━━━━━ Material for this exercise ━━━━━

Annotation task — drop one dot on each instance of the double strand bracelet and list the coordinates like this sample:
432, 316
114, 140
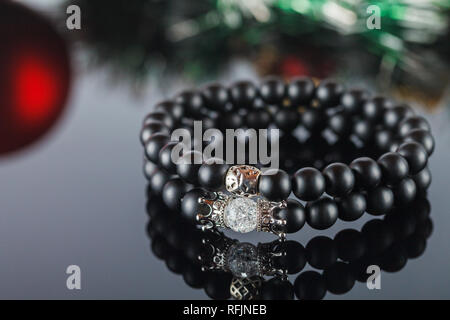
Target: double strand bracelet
243, 198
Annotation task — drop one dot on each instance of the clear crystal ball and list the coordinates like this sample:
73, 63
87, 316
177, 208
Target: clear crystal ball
242, 260
241, 215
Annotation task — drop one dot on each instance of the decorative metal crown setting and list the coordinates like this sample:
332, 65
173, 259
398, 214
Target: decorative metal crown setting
242, 180
244, 210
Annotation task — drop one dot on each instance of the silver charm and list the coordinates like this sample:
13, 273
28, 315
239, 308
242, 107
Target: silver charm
241, 214
242, 180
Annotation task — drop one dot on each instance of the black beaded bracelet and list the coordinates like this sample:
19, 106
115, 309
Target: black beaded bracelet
226, 268
260, 200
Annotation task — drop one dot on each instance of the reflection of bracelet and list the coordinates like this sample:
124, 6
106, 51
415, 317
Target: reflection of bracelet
259, 200
278, 270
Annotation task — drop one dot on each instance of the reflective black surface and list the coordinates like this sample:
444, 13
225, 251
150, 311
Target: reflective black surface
78, 197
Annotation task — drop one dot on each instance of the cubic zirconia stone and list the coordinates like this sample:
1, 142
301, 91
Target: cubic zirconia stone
241, 215
242, 260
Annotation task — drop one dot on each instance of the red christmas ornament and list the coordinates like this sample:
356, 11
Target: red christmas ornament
34, 76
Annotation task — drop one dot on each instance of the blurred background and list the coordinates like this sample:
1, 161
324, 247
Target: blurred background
71, 104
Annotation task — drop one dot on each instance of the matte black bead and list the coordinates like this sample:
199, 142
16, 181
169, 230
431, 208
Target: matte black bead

━━━━━

Exercise requirements: From the entries above, pull out each line that includes "matte".

Exercise output:
Annotation task — drop one dot on each instance of the matte black bead and list the coordinates like this sample:
Target: matte black bead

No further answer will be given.